# [Selected passage]
Shortly after these allegations came to light, Alliance for a Better Utah started a petition asking Graves to resign. The online petition had 354 signatures as of Tuesday morning.
Though the signatures came from all across the state, Boyer said primarily came from Utah County residents.
Graves’ fellow commissioners, Nathan Ivie and Bill Lee, as well as 17 Utah County legislators and the Utah County Republican Party, have all called on Graves to resign.
Laura Boyer, policy and advocacy fellow at Better Utah, delivered the petition Tuesday, and also read aloud a letter asking for Graves to step down.
Graves was not in attendance at Tuesday’s meeting. Lee said during commission meeting Graves said he had a family matter to attend to.
Graves called into last week’s commission meeting, but did not attend in person.
Boyer said she was disappointed to see Graves’ vacant seat when delivering the petition.
Not showing up in person to the meeting showed that Graves is slacking from his responsibilities, Boyer said, and that he is scared of public comment.

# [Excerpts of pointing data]
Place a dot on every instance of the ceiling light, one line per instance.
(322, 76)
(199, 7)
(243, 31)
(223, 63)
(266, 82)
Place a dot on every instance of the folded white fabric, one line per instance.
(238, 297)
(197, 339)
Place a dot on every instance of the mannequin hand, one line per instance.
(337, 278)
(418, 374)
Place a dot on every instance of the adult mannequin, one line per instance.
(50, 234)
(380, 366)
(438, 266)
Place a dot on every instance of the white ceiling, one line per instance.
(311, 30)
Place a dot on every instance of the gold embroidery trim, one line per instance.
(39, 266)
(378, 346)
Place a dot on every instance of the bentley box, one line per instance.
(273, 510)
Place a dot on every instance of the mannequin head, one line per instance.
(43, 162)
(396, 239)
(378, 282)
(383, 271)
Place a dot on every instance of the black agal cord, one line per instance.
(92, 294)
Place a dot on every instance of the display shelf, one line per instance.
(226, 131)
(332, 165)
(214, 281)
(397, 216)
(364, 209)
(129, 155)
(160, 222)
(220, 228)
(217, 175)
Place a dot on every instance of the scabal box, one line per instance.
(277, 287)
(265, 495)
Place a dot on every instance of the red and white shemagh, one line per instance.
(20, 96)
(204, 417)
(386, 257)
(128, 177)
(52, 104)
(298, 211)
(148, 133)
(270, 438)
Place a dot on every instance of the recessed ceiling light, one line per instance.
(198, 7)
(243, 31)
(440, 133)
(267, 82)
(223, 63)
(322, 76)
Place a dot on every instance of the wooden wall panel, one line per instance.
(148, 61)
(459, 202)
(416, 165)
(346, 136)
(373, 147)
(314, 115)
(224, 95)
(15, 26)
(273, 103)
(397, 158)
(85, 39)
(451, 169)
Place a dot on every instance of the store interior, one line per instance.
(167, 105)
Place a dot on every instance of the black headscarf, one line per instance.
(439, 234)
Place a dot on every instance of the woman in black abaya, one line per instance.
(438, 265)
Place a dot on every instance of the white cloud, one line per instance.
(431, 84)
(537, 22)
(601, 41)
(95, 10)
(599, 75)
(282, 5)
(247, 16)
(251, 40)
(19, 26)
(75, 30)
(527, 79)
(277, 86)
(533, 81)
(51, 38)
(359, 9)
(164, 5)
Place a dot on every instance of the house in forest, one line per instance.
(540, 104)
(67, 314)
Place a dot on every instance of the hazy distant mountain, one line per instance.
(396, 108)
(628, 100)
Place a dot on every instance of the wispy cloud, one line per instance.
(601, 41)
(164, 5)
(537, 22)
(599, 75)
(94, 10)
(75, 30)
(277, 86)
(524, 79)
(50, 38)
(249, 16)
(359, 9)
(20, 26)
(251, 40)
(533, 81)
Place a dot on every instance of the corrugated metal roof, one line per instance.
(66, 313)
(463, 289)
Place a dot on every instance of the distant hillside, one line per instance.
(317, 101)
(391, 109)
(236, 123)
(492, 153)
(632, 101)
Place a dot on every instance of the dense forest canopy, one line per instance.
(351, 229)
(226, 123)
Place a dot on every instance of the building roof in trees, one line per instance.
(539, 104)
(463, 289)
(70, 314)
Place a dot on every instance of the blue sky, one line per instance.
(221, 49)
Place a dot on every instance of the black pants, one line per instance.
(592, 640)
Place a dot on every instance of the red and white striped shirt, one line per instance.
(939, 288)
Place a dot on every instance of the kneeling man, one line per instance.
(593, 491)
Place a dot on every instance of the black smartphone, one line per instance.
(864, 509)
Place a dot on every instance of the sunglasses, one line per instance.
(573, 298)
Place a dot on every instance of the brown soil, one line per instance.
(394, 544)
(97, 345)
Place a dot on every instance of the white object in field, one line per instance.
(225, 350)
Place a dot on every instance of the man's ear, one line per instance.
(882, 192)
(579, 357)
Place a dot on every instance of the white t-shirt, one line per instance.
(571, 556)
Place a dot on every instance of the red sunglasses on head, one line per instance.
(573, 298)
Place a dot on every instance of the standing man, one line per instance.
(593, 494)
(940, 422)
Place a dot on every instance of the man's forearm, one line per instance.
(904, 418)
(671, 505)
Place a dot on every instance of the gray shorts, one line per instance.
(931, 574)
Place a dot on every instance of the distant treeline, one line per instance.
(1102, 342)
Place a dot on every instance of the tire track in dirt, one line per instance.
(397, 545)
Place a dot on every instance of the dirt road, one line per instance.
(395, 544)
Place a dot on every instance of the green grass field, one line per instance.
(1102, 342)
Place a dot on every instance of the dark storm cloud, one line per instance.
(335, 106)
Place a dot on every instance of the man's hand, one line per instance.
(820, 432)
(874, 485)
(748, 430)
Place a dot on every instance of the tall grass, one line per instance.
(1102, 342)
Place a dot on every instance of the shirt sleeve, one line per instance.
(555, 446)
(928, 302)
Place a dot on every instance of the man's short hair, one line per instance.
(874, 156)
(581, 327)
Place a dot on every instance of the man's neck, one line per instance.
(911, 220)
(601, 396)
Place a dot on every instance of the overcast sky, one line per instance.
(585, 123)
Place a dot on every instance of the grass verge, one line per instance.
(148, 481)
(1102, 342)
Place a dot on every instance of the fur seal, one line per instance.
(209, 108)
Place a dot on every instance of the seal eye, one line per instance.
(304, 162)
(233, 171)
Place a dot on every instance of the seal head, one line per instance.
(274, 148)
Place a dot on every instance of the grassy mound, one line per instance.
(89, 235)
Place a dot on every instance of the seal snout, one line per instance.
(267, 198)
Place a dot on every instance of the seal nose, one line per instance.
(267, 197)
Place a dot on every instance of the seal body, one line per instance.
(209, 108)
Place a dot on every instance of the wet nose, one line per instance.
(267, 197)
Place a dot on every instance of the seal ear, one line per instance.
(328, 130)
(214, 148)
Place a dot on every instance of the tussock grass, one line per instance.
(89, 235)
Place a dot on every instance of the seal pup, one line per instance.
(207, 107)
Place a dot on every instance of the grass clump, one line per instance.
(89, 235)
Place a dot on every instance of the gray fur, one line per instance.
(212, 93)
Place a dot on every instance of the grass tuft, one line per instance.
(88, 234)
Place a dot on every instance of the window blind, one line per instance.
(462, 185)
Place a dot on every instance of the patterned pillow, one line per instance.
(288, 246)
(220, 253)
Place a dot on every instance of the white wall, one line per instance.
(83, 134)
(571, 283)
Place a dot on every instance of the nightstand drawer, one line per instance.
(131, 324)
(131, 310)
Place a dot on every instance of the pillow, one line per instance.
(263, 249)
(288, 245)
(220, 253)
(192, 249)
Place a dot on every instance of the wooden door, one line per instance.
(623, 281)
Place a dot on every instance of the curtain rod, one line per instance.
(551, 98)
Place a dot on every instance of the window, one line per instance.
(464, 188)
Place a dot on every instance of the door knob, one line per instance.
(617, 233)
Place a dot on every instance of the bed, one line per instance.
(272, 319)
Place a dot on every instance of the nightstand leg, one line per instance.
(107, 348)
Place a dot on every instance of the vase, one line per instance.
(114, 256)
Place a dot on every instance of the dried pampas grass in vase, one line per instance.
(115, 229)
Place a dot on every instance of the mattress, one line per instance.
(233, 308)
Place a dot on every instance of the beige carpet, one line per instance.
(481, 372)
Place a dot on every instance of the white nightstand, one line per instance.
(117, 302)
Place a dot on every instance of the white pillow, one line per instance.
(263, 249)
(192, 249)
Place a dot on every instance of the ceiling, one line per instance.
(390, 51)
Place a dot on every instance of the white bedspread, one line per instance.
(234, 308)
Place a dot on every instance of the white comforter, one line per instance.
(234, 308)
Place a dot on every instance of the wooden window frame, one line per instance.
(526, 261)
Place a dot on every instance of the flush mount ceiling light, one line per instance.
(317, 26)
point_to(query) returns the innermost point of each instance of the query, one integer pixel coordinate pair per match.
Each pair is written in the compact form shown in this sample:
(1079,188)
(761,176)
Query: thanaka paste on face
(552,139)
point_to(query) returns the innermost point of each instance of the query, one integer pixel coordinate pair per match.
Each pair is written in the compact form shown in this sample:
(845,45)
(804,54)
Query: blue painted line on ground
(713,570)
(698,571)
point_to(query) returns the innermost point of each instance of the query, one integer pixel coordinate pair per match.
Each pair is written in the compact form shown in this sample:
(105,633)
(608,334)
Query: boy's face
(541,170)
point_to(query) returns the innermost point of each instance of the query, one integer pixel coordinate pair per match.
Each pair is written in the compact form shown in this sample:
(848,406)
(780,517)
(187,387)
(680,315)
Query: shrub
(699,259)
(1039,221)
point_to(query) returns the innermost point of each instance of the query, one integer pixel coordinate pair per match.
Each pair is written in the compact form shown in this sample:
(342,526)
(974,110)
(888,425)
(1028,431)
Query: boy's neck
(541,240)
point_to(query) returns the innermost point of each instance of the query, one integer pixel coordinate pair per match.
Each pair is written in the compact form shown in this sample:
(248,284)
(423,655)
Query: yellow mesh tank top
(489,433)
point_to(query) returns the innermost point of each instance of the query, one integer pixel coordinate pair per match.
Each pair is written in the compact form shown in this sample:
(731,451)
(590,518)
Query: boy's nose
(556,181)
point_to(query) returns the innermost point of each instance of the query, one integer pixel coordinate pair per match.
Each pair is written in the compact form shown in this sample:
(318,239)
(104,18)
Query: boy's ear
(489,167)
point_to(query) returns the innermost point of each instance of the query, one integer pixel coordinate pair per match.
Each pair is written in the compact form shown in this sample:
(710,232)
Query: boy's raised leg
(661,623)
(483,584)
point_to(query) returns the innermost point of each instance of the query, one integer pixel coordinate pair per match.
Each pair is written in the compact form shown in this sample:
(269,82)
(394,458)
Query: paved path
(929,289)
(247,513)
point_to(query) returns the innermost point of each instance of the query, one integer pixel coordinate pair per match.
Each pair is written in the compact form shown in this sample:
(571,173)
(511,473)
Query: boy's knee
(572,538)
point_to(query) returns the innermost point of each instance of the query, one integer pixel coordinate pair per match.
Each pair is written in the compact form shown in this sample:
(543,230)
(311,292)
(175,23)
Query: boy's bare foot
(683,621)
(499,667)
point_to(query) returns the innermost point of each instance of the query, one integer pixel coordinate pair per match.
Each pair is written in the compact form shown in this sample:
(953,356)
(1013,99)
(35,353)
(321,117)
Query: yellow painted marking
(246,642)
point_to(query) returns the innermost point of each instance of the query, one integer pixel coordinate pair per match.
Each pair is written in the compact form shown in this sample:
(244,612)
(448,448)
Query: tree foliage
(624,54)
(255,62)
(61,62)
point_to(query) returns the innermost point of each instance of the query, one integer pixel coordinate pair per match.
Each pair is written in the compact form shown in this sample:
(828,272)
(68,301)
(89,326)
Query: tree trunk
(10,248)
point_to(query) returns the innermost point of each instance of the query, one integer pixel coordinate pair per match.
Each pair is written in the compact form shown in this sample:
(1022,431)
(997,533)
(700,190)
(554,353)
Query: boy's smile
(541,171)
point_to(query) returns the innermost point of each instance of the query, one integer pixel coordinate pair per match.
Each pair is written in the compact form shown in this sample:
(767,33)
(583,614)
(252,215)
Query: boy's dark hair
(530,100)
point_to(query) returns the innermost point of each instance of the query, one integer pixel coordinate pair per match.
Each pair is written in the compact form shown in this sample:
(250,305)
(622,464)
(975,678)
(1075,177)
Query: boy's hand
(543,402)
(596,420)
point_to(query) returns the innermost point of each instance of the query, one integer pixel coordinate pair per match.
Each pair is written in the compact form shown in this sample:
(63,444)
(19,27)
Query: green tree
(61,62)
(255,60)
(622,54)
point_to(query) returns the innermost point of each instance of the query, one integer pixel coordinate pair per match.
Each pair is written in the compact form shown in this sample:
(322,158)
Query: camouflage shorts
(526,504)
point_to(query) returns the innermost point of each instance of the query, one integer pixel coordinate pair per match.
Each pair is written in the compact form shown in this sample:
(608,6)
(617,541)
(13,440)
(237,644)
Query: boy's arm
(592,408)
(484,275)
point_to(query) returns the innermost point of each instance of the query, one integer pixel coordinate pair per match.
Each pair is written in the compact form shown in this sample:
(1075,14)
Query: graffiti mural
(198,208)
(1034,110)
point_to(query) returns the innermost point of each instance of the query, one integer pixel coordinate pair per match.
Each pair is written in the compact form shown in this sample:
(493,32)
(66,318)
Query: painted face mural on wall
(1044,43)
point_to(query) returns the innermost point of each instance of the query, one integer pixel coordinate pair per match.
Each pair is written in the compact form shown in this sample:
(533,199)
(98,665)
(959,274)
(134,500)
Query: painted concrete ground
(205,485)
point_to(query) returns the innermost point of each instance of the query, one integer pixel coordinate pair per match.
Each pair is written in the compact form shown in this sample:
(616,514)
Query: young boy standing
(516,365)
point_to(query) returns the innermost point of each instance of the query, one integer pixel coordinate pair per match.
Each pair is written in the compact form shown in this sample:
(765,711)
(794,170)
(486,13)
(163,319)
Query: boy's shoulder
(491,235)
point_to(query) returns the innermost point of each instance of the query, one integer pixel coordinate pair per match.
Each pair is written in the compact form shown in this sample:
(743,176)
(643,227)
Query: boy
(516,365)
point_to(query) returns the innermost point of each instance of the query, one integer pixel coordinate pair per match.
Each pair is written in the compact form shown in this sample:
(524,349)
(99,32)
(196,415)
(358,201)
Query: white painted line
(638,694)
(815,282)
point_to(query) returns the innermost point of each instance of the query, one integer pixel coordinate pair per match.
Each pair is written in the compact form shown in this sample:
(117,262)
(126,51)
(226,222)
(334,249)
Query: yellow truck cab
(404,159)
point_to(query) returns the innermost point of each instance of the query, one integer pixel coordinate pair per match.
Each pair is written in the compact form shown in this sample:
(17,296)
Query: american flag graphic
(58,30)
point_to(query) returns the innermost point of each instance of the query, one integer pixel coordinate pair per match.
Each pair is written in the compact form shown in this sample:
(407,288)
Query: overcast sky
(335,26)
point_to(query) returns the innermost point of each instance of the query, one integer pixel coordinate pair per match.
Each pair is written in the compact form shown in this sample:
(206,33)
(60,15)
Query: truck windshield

# [Challenge A]
Reproduce the part of the passage about the resignation petition between "Graves’ fellow commissioners, Nathan" and "of public comment.", inclusive.
# [Challenge B]
Answer these questions using the passage about the resignation petition:
(i) How many signatures did the online petition have as of Tuesday morning?
(ii) Who delivered the petition on Tuesday, and what position does she hold?
(iii) According to Lee, what reason did Graves give for missing Tuesday's meeting?

# [Exercise answer A]
Graves’ fellow commissioners, Nathan Ivie and Bill Lee, as well as 17 Utah County legislators and the Utah County Republican Party, have all called on Graves to resign.
Laura Boyer, policy and advocacy fellow at Better Utah, delivered the petition Tuesday, and also read aloud a letter asking for Graves to step down.
Graves was not in attendance at Tuesday’s meeting. Lee said during commission meeting Graves said he had a family matter to attend to.
Graves called into last week’s commission meeting, but did not attend in person.
Boyer said she was disappointed to see Graves’ vacant seat when delivering the petition.
Not showing up in person to the meeting showed that Graves is slacking from his responsibilities, Boyer said, and that he is scared of public comment.

# [Exercise answer B]
(i) 354 signatures.
(ii) Laura Boyer, policy and advocacy fellow at Better Utah.
(iii) He said he had a family matter to attend to.